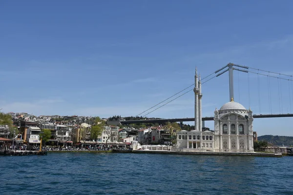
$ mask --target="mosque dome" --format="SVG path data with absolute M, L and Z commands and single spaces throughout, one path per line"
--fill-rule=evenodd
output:
M 242 105 L 235 101 L 230 101 L 224 104 L 220 109 L 223 110 L 246 110 Z

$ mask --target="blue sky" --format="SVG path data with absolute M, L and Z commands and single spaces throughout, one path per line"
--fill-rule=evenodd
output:
M 191 84 L 195 66 L 203 78 L 229 62 L 292 75 L 292 7 L 290 0 L 1 1 L 0 107 L 135 116 Z M 268 85 L 266 77 L 236 71 L 234 80 L 235 100 L 254 114 L 293 113 L 292 82 Z M 228 82 L 226 73 L 203 85 L 204 116 L 229 100 Z M 190 92 L 148 117 L 193 117 L 193 102 Z M 293 136 L 292 121 L 255 119 L 254 128 Z

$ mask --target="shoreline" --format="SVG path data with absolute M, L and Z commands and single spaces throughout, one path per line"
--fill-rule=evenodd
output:
M 206 156 L 245 156 L 260 157 L 277 157 L 283 156 L 281 153 L 234 153 L 234 152 L 180 152 L 164 150 L 112 150 L 113 152 L 118 153 L 135 153 L 135 154 L 160 154 L 168 155 L 206 155 Z

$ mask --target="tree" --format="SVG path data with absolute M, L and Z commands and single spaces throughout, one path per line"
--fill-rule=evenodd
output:
M 14 134 L 15 131 L 16 133 L 18 133 L 17 128 L 13 125 L 12 118 L 11 116 L 8 114 L 4 114 L 2 112 L 0 112 L 0 125 L 7 125 L 8 129 L 4 130 L 4 134 L 6 136 L 6 138 L 8 138 L 8 136 L 10 136 Z
M 96 144 L 97 144 L 98 137 L 102 135 L 105 124 L 105 121 L 98 117 L 95 120 L 94 125 L 90 128 L 90 137 L 96 141 Z
M 84 142 L 85 144 L 87 135 L 89 133 L 89 127 L 82 126 L 80 132 L 81 139 L 84 140 Z
M 43 129 L 41 130 L 40 137 L 42 138 L 43 145 L 45 145 L 45 143 L 50 139 L 51 136 L 51 133 L 50 129 Z
M 266 141 L 258 141 L 253 142 L 253 149 L 255 151 L 260 151 L 262 149 L 268 147 L 268 142 Z

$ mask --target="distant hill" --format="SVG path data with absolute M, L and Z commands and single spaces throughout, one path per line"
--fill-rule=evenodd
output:
M 266 135 L 257 137 L 258 141 L 267 141 L 273 146 L 293 145 L 293 136 Z

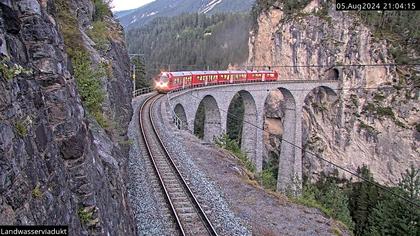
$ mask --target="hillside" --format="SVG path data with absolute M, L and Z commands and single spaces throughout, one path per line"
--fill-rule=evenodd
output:
M 100 0 L 0 1 L 0 225 L 136 235 L 123 38 Z
M 273 65 L 281 79 L 329 79 L 333 70 L 341 83 L 305 100 L 303 202 L 326 208 L 355 235 L 419 235 L 420 14 L 339 12 L 331 1 L 258 3 L 250 65 Z M 266 101 L 267 186 L 282 161 L 284 100 L 273 91 Z
M 249 11 L 254 2 L 255 0 L 156 0 L 134 10 L 116 12 L 115 17 L 125 29 L 130 29 L 141 27 L 162 16 Z
M 223 70 L 245 62 L 251 19 L 245 13 L 183 14 L 162 17 L 128 30 L 130 53 L 144 54 L 145 75 L 160 70 Z

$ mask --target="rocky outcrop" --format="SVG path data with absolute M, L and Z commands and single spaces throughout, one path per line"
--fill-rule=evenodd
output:
M 353 171 L 366 164 L 381 183 L 396 183 L 410 164 L 420 166 L 418 87 L 410 75 L 401 76 L 401 68 L 363 66 L 393 63 L 389 41 L 375 38 L 354 14 L 320 2 L 291 14 L 281 7 L 263 12 L 248 63 L 274 65 L 281 79 L 339 79 L 338 96 L 321 88 L 306 99 L 306 150 Z M 266 127 L 273 118 L 282 119 L 281 112 L 272 114 L 281 110 L 278 104 L 267 106 Z M 276 138 L 267 137 L 269 150 L 276 149 Z M 334 169 L 307 153 L 303 162 L 308 176 Z
M 59 5 L 76 22 L 59 24 Z M 125 182 L 131 119 L 129 59 L 109 17 L 106 49 L 86 33 L 90 0 L 0 1 L 0 224 L 69 225 L 71 235 L 133 235 Z M 76 18 L 77 17 L 77 18 Z M 106 62 L 100 126 L 76 85 L 64 38 L 83 35 L 91 66 Z M 74 52 L 73 52 L 74 53 Z M 83 101 L 82 101 L 83 100 Z M 102 121 L 103 122 L 103 121 Z M 101 123 L 101 122 L 99 122 Z

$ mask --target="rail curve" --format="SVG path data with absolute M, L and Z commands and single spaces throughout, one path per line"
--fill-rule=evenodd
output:
M 140 129 L 175 228 L 180 235 L 218 235 L 156 131 L 152 110 L 161 97 L 151 96 L 141 106 Z

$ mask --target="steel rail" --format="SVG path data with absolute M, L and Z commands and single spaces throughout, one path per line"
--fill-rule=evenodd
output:
M 145 108 L 145 106 L 146 106 L 146 103 L 150 103 L 150 105 L 149 105 L 149 114 L 148 114 L 148 118 L 149 118 L 149 121 L 150 121 L 150 123 L 151 123 L 151 127 L 152 127 L 152 130 L 151 131 L 149 131 L 149 132 L 152 132 L 152 134 L 151 133 L 149 133 L 149 134 L 151 134 L 151 135 L 154 135 L 156 138 L 156 141 L 157 141 L 157 143 L 158 143 L 158 145 L 160 146 L 160 147 L 153 147 L 153 148 L 160 148 L 162 151 L 163 151 L 163 154 L 164 154 L 164 156 L 166 156 L 166 160 L 168 161 L 168 163 L 169 163 L 169 165 L 173 168 L 173 170 L 174 170 L 174 174 L 175 174 L 175 176 L 178 178 L 178 180 L 180 180 L 180 184 L 181 184 L 181 186 L 182 186 L 182 189 L 183 189 L 183 191 L 184 191 L 184 193 L 189 197 L 189 199 L 190 199 L 190 202 L 192 203 L 192 205 L 193 205 L 193 209 L 195 209 L 195 213 L 198 215 L 198 217 L 201 219 L 201 223 L 204 225 L 204 227 L 206 228 L 206 230 L 207 230 L 207 232 L 210 234 L 210 235 L 215 235 L 215 236 L 217 236 L 218 234 L 217 234 L 217 232 L 216 232 L 216 230 L 215 230 L 215 228 L 213 227 L 213 225 L 211 224 L 211 222 L 210 222 L 210 220 L 209 220 L 209 218 L 207 217 L 207 215 L 206 215 L 206 213 L 205 213 L 205 211 L 203 210 L 203 208 L 201 207 L 201 205 L 199 204 L 199 202 L 198 202 L 198 200 L 197 200 L 197 198 L 195 197 L 195 195 L 193 194 L 193 192 L 192 192 L 192 190 L 191 190 L 191 188 L 188 186 L 188 184 L 187 184 L 187 182 L 186 182 L 186 180 L 185 180 L 185 178 L 182 176 L 182 174 L 181 174 L 181 171 L 179 170 L 179 168 L 175 165 L 175 162 L 174 162 L 174 160 L 173 160 L 173 158 L 171 157 L 171 155 L 169 154 L 169 151 L 167 150 L 167 148 L 166 148 L 166 146 L 165 146 L 165 144 L 164 144 L 164 142 L 162 141 L 162 139 L 161 139 L 161 137 L 160 137 L 160 135 L 159 135 L 159 133 L 157 132 L 157 129 L 156 129 L 156 125 L 155 125 L 155 121 L 154 121 L 154 118 L 153 118 L 153 108 L 154 108 L 154 106 L 155 106 L 155 104 L 156 104 L 156 102 L 157 102 L 157 100 L 160 98 L 160 97 L 162 97 L 162 95 L 156 95 L 156 96 L 152 96 L 152 97 L 150 97 L 149 99 L 147 99 L 147 101 L 145 101 L 144 103 L 143 103 L 143 105 L 142 105 L 142 108 L 141 108 L 141 115 L 140 115 L 140 119 L 141 120 L 143 120 L 144 119 L 144 117 L 142 116 L 142 114 L 144 114 L 144 108 Z M 143 118 L 143 119 L 142 119 Z M 149 151 L 149 156 L 150 156 L 150 158 L 152 159 L 152 162 L 153 162 L 153 165 L 154 165 L 154 168 L 155 168 L 155 172 L 156 173 L 158 173 L 158 176 L 159 176 L 159 180 L 161 181 L 161 185 L 163 186 L 163 188 L 164 188 L 164 191 L 165 191 L 165 194 L 166 194 L 166 196 L 167 196 L 167 200 L 170 202 L 169 204 L 170 204 L 170 206 L 171 206 L 171 210 L 173 211 L 173 214 L 174 214 L 174 216 L 176 217 L 176 220 L 177 220 L 177 224 L 178 224 L 178 226 L 179 226 L 179 228 L 180 228 L 180 230 L 182 231 L 182 234 L 183 235 L 185 235 L 186 234 L 186 228 L 185 228 L 185 226 L 183 226 L 183 222 L 182 222 L 182 217 L 180 217 L 180 215 L 179 215 L 179 213 L 177 212 L 177 210 L 176 210 L 176 207 L 174 206 L 174 203 L 172 202 L 172 199 L 171 199 L 171 196 L 170 196 L 170 193 L 168 192 L 168 189 L 167 189 L 167 187 L 166 187 L 166 185 L 165 185 L 165 183 L 164 183 L 164 180 L 163 180 L 163 178 L 162 178 L 162 174 L 160 173 L 160 171 L 159 171 L 159 167 L 158 167 L 158 165 L 156 164 L 156 161 L 155 161 L 155 159 L 154 159 L 154 157 L 153 157 L 153 154 L 152 154 L 152 151 L 151 151 L 151 149 L 150 149 L 150 144 L 148 143 L 148 138 L 150 138 L 150 137 L 147 137 L 147 135 L 146 135 L 146 131 L 144 130 L 145 129 L 145 127 L 144 127 L 144 121 L 141 121 L 141 128 L 142 128 L 142 134 L 143 134 L 143 138 L 144 138 L 144 140 L 145 140 L 145 143 L 146 143 L 146 147 L 147 147 L 147 149 L 148 149 L 148 151 Z

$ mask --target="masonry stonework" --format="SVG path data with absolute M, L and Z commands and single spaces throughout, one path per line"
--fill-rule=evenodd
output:
M 194 132 L 194 120 L 200 103 L 205 109 L 204 141 L 211 142 L 226 132 L 227 112 L 233 97 L 239 93 L 245 105 L 242 150 L 262 171 L 264 105 L 273 90 L 285 97 L 284 134 L 279 158 L 277 190 L 299 193 L 302 187 L 302 109 L 307 95 L 318 87 L 337 91 L 336 80 L 276 81 L 198 87 L 168 95 L 172 111 L 181 106 L 185 111 L 188 130 Z

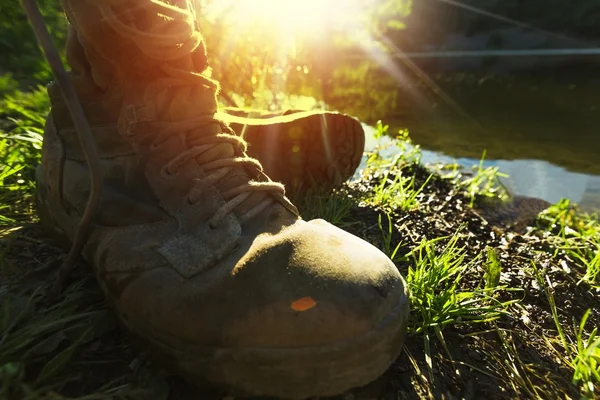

──────────────────────────────

* OBJECTIVE
Can you give the material again from its start up to and including the line with "M 266 141 L", swapping "shoreline" for "coastline" and changing nothing else? Leave the pictures out.

* SOLUTION BELOW
$ mask --target="mosque dome" --format="SVG path data with absolute M, L and Z commands and single spaces throughout, one path per line"
--fill-rule=evenodd
output:
M 242 105 L 235 101 L 230 101 L 224 104 L 220 109 L 223 110 L 246 110 Z

$ mask --target="blue sky" --format="SVG path data with absolute M, L and Z commands and single spaces throughout, one path per line"
--fill-rule=evenodd
output:
M 191 84 L 195 66 L 203 78 L 229 62 L 292 75 L 292 7 L 290 0 L 1 1 L 0 107 L 135 116 Z M 268 85 L 266 77 L 236 71 L 234 80 L 235 100 L 254 114 L 293 113 L 292 82 Z M 228 82 L 226 73 L 203 85 L 204 116 L 229 100 Z M 190 92 L 148 117 L 193 117 L 193 102 Z M 293 136 L 292 121 L 255 119 L 254 128 Z

$ mask --target="coastline" --format="SVG path data with absolute M, L and Z commands and single spaces throughout, one path per line"
--fill-rule=evenodd
output:
M 206 156 L 245 156 L 260 157 L 277 157 L 283 156 L 281 153 L 234 153 L 234 152 L 180 152 L 164 150 L 112 150 L 113 152 L 118 153 L 135 153 L 135 154 L 160 154 L 168 155 L 206 155 Z

$ mask --target="tree" --format="SVG path data with absolute M, L and Z commands and single spaces throughout, one path per line"
--fill-rule=evenodd
output:
M 14 134 L 15 131 L 16 133 L 18 133 L 17 128 L 13 125 L 12 118 L 11 116 L 8 114 L 4 114 L 2 112 L 0 112 L 0 125 L 7 125 L 8 129 L 4 130 L 4 134 L 6 136 L 6 138 L 8 138 L 8 136 L 10 136 Z
M 96 144 L 97 144 L 98 137 L 102 135 L 105 124 L 105 121 L 98 117 L 95 120 L 94 125 L 90 128 L 90 137 L 96 141 Z
M 84 142 L 85 144 L 87 135 L 89 133 L 89 127 L 82 126 L 80 132 L 81 139 L 84 140 Z
M 43 129 L 41 130 L 40 137 L 42 138 L 43 145 L 45 145 L 45 143 L 50 139 L 51 136 L 51 133 L 50 129 Z
M 266 141 L 258 141 L 253 142 L 253 149 L 255 151 L 260 151 L 262 149 L 268 147 L 268 142 Z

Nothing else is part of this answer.